[Image annotation data]
>> BEGIN
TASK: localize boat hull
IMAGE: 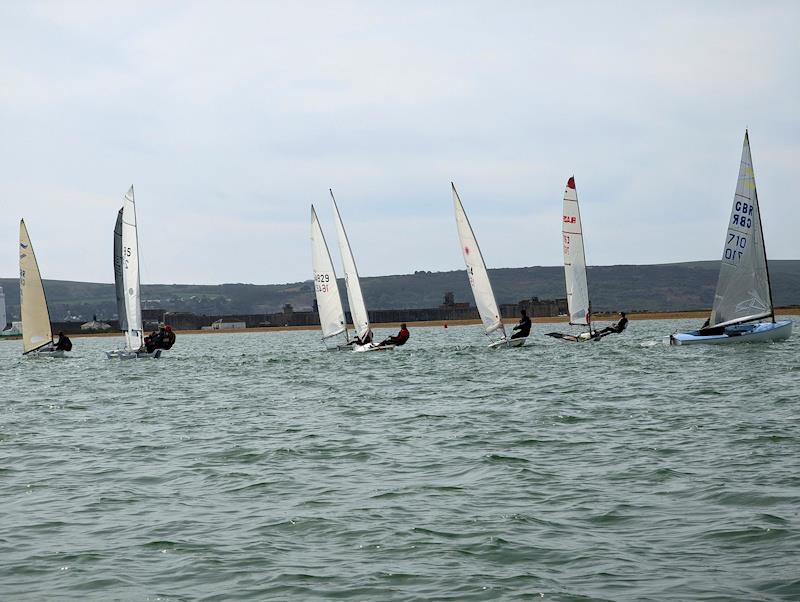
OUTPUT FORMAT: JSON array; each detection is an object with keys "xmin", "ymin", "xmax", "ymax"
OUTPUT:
[
  {"xmin": 353, "ymin": 343, "xmax": 397, "ymax": 353},
  {"xmin": 489, "ymin": 337, "xmax": 527, "ymax": 349},
  {"xmin": 26, "ymin": 349, "xmax": 66, "ymax": 358},
  {"xmin": 663, "ymin": 320, "xmax": 792, "ymax": 345},
  {"xmin": 105, "ymin": 349, "xmax": 163, "ymax": 360}
]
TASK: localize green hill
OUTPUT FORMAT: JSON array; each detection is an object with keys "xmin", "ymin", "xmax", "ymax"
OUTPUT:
[{"xmin": 0, "ymin": 260, "xmax": 800, "ymax": 321}]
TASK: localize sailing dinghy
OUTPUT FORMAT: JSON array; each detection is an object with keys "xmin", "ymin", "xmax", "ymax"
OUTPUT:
[
  {"xmin": 330, "ymin": 190, "xmax": 395, "ymax": 352},
  {"xmin": 450, "ymin": 182, "xmax": 525, "ymax": 349},
  {"xmin": 106, "ymin": 186, "xmax": 163, "ymax": 360},
  {"xmin": 546, "ymin": 176, "xmax": 594, "ymax": 342},
  {"xmin": 664, "ymin": 130, "xmax": 792, "ymax": 345},
  {"xmin": 311, "ymin": 205, "xmax": 350, "ymax": 351},
  {"xmin": 19, "ymin": 220, "xmax": 64, "ymax": 357}
]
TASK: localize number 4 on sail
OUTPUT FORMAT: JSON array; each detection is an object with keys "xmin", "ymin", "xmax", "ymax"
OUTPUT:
[{"xmin": 664, "ymin": 131, "xmax": 792, "ymax": 345}]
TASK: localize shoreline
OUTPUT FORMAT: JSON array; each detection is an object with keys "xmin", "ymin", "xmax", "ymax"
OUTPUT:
[{"xmin": 0, "ymin": 307, "xmax": 800, "ymax": 341}]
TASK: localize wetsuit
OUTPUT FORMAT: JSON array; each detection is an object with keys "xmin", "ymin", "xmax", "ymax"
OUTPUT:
[
  {"xmin": 381, "ymin": 328, "xmax": 411, "ymax": 347},
  {"xmin": 511, "ymin": 316, "xmax": 531, "ymax": 339}
]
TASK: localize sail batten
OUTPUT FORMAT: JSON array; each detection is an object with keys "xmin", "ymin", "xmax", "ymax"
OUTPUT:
[
  {"xmin": 330, "ymin": 190, "xmax": 370, "ymax": 341},
  {"xmin": 19, "ymin": 220, "xmax": 53, "ymax": 353},
  {"xmin": 121, "ymin": 186, "xmax": 144, "ymax": 351},
  {"xmin": 450, "ymin": 182, "xmax": 506, "ymax": 337},
  {"xmin": 311, "ymin": 205, "xmax": 347, "ymax": 339},
  {"xmin": 709, "ymin": 132, "xmax": 774, "ymax": 327},
  {"xmin": 561, "ymin": 176, "xmax": 591, "ymax": 326}
]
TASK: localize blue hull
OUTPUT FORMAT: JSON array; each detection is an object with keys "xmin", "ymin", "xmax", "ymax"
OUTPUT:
[{"xmin": 664, "ymin": 320, "xmax": 792, "ymax": 345}]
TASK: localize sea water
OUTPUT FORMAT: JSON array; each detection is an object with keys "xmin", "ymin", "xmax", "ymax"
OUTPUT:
>> END
_Stated problem_
Reproduce all of the lines above verbatim, leaving out the pictures.

_Reply to the task_
TASK: localize boat hull
IMAGE: 
OUTPUT FORMAT: JSON array; each detection is an object with keys "xmin", "ymin", "xmax", "ymax"
OUTPUT:
[
  {"xmin": 353, "ymin": 343, "xmax": 397, "ymax": 353},
  {"xmin": 489, "ymin": 337, "xmax": 527, "ymax": 349},
  {"xmin": 26, "ymin": 349, "xmax": 66, "ymax": 358},
  {"xmin": 663, "ymin": 320, "xmax": 792, "ymax": 345},
  {"xmin": 105, "ymin": 349, "xmax": 163, "ymax": 360}
]
TASK: localize green hill
OUTPUT FORMAT: JSON array; each detection is an object with keys "xmin", "ymin", "xmax", "ymax"
OUTPUT:
[{"xmin": 0, "ymin": 260, "xmax": 800, "ymax": 321}]
TASK: localize sailing dinghy
OUTPUT FORMAT: JSON array; each detection is an object with keys "xmin", "ymin", "xmax", "ymax"
OUTPUT:
[
  {"xmin": 330, "ymin": 190, "xmax": 395, "ymax": 352},
  {"xmin": 450, "ymin": 182, "xmax": 525, "ymax": 349},
  {"xmin": 106, "ymin": 186, "xmax": 163, "ymax": 360},
  {"xmin": 546, "ymin": 176, "xmax": 594, "ymax": 342},
  {"xmin": 664, "ymin": 130, "xmax": 792, "ymax": 345},
  {"xmin": 311, "ymin": 205, "xmax": 350, "ymax": 351},
  {"xmin": 19, "ymin": 220, "xmax": 64, "ymax": 357}
]
TASK: localize number 4 on sail
OUTPUT FORMAT: JSON array; each detection is an object with keys "xmin", "ymin", "xmax", "ymax"
OUTPUT:
[{"xmin": 664, "ymin": 131, "xmax": 792, "ymax": 345}]
TASK: localize shoreline
OUTPUT FORMAT: JSON array; each detection is an object with keys "xmin", "ymin", "xmax", "ymax"
OUTPUT:
[{"xmin": 0, "ymin": 307, "xmax": 800, "ymax": 341}]
TASK: localize wetsuit
OUTPUT FORMAT: JSON array; each detection is an object with keys "xmin", "ymin", "xmax", "ymax"
OUTPUT:
[
  {"xmin": 381, "ymin": 328, "xmax": 411, "ymax": 347},
  {"xmin": 511, "ymin": 316, "xmax": 531, "ymax": 339}
]
TASK: localize sail batten
OUTPUT FORMAT: JSON array; each detection is an object with keys "xmin", "ymin", "xmax", "ymax"
OUTPUT:
[
  {"xmin": 330, "ymin": 190, "xmax": 370, "ymax": 341},
  {"xmin": 19, "ymin": 220, "xmax": 53, "ymax": 353},
  {"xmin": 121, "ymin": 186, "xmax": 144, "ymax": 351},
  {"xmin": 450, "ymin": 182, "xmax": 506, "ymax": 337},
  {"xmin": 311, "ymin": 205, "xmax": 347, "ymax": 339},
  {"xmin": 709, "ymin": 132, "xmax": 774, "ymax": 327},
  {"xmin": 561, "ymin": 176, "xmax": 591, "ymax": 326}
]
TASK: localize blue hull
OUTPUT FORMAT: JSON array; each detection is an object with keys "xmin", "ymin", "xmax", "ymax"
OUTPUT:
[{"xmin": 664, "ymin": 320, "xmax": 792, "ymax": 345}]
TASK: localize sea water
OUTPUT FORMAT: JSON array; each detection is an object with keys "xmin", "ymin", "xmax", "ymax"
OUTPUT:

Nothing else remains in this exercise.